> Dataset records:
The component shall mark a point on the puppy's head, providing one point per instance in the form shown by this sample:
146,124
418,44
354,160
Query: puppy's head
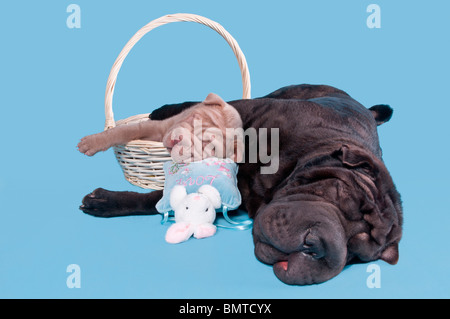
345,210
210,128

> TO DO: All of the data must be set down exactly, with no pictures included.

> ANSWER TO THE PROBLEM:
The component shall mark a point on the puppy's head, providing one point per instance in the form shown by this sample:
146,124
418,44
354,160
Query: puppy's head
345,210
210,128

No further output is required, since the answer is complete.